| AIM OF THE EXERCISE |
Count lines holding the string "pocket" in the data that follows. Reply with one number only.
Start of Block
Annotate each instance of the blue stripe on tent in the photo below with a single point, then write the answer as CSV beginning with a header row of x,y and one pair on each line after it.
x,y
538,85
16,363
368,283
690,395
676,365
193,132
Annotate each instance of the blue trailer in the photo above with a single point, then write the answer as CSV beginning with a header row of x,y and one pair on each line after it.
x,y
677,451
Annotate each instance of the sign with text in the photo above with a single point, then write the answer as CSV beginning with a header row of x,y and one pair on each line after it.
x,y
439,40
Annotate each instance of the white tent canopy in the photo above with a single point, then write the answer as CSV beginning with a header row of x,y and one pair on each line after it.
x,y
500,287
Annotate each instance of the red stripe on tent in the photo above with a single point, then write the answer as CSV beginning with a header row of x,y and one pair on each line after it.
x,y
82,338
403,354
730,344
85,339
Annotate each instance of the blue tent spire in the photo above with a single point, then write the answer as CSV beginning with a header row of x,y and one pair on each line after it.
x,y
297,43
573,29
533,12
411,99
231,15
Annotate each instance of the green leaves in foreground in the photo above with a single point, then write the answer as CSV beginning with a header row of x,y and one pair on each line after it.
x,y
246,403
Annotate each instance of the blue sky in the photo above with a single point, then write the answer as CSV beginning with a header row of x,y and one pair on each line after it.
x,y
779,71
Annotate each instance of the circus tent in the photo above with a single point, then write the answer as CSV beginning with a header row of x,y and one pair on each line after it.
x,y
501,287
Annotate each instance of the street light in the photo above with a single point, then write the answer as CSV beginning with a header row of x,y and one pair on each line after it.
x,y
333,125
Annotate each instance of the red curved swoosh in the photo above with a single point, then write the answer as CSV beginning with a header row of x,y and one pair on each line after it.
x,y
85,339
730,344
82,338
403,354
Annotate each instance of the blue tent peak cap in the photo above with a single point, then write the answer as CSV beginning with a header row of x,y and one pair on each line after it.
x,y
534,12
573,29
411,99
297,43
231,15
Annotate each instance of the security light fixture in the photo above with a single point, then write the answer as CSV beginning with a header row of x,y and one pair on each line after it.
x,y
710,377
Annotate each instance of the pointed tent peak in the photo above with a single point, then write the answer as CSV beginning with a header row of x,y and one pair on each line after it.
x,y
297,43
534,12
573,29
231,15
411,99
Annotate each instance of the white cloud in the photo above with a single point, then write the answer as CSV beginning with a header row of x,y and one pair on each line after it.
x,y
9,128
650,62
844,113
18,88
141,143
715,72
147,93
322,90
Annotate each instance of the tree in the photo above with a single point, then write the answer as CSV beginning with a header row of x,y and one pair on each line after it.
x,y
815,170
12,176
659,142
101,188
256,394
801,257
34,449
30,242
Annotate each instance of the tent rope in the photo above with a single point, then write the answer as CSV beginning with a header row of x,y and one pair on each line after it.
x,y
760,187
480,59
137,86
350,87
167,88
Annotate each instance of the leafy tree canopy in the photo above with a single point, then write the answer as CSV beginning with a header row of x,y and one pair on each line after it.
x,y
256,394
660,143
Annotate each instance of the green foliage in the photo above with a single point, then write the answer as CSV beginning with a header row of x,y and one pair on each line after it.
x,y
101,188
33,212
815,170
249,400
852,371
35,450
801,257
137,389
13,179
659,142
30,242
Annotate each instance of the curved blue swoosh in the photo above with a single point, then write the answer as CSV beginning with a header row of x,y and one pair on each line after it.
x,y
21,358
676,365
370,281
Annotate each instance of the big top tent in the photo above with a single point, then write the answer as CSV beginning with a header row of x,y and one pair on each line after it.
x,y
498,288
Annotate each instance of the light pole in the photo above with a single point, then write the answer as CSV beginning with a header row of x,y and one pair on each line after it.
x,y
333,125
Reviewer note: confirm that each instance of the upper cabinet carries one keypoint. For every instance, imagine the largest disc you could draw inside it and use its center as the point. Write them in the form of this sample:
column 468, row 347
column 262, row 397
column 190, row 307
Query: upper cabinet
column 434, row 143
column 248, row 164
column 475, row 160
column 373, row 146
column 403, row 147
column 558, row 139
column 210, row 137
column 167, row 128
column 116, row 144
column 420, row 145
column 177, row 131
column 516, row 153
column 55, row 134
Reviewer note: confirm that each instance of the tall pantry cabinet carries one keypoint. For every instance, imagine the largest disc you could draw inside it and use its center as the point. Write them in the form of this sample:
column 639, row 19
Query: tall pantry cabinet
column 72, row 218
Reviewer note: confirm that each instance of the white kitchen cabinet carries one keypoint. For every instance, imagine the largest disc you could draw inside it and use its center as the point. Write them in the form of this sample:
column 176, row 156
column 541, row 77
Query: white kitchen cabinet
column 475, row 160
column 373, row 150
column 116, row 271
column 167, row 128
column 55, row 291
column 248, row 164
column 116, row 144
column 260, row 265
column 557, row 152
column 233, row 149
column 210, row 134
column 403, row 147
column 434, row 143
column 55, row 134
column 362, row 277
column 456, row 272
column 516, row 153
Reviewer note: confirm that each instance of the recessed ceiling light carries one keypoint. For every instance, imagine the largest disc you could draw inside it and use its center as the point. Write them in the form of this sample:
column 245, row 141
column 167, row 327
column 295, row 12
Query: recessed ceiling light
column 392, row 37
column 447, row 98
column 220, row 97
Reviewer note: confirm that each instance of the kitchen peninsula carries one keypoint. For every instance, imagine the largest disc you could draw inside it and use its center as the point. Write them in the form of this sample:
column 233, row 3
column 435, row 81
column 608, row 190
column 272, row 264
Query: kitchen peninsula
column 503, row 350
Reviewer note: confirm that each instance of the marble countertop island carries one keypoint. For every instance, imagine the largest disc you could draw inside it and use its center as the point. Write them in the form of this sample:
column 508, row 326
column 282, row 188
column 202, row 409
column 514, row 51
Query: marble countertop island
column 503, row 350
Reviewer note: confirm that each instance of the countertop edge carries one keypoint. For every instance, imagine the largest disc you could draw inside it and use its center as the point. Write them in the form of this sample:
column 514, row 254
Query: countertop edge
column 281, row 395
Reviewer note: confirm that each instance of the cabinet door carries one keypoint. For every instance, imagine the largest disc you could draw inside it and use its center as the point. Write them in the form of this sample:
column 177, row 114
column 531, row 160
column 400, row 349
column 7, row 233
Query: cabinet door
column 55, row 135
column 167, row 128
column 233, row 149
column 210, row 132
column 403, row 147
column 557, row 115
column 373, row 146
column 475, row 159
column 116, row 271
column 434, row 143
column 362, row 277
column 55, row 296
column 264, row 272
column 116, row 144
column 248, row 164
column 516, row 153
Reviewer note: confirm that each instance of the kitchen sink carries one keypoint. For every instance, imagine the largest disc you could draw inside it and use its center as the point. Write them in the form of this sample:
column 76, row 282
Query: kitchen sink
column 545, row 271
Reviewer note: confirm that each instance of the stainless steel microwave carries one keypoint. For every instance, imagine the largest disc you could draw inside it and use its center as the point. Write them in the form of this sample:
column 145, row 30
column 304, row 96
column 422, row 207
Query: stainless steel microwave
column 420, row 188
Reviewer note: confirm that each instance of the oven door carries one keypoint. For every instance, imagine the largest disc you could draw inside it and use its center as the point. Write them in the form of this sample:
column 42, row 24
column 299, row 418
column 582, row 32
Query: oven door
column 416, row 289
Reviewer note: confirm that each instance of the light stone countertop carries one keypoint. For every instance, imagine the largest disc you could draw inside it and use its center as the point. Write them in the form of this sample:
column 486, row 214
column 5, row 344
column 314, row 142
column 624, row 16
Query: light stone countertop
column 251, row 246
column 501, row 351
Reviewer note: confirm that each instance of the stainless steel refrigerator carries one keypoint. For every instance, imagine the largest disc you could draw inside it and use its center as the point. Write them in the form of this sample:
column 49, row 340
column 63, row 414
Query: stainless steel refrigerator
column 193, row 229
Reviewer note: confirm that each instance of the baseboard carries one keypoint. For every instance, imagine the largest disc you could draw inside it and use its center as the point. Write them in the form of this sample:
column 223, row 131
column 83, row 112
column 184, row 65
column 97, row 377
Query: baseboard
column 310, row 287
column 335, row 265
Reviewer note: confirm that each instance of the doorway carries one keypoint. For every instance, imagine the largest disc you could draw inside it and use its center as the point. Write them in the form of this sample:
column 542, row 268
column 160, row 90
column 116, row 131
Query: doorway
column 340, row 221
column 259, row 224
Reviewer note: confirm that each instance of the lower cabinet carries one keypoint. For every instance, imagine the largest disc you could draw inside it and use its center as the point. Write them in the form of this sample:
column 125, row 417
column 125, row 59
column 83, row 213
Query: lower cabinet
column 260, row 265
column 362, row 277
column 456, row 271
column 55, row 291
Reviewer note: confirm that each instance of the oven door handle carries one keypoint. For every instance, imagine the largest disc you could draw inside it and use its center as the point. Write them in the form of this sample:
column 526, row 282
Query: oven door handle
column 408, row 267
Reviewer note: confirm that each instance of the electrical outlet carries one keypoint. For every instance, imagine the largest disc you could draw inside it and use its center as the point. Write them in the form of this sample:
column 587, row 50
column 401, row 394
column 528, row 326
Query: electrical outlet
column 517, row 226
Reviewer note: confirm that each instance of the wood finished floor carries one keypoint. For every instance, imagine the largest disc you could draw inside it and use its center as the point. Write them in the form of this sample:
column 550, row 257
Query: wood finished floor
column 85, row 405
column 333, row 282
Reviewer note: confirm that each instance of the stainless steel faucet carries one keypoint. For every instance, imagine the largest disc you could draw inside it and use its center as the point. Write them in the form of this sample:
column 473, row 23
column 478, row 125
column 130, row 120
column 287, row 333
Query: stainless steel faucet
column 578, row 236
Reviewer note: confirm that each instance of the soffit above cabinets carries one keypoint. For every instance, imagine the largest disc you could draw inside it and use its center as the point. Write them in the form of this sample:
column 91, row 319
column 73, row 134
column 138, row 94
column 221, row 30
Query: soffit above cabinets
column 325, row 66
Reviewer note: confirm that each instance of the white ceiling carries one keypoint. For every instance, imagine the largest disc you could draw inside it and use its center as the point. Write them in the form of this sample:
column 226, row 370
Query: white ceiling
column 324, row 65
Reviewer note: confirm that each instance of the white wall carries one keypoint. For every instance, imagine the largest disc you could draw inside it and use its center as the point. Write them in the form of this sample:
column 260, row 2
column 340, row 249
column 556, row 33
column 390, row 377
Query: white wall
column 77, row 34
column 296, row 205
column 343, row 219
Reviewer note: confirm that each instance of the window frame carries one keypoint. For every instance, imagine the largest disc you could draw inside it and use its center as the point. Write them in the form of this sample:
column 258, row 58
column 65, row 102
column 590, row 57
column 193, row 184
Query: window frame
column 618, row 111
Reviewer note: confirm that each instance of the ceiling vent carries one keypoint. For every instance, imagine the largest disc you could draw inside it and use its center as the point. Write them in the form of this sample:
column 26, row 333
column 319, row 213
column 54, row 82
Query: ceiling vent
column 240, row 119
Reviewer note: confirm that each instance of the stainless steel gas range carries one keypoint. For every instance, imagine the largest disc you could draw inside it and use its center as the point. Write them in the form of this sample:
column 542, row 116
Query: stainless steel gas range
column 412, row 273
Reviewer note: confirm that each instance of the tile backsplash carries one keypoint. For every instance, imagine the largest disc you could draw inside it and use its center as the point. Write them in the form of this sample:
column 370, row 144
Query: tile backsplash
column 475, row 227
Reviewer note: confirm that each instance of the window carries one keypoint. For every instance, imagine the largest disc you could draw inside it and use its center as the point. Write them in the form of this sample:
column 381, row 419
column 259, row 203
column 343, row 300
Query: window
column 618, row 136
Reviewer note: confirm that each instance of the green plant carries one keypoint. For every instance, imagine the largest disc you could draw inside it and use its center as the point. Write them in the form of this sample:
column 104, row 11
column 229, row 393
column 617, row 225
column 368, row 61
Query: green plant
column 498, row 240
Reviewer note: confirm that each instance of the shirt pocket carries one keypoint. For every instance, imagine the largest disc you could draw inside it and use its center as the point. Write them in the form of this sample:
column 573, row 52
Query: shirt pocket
End of Block
| TASK ANSWER |
2